**Extracted information:**
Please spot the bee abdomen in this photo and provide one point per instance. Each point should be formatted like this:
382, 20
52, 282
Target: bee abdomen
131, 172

**Stated goal:** Please copy out every one of the entries above, word for word.

**Written response:**
Please spot the bee abdomen in this photo and provide one point per instance. Each point should be formatted like this:
382, 20
52, 282
Target: bee abdomen
131, 172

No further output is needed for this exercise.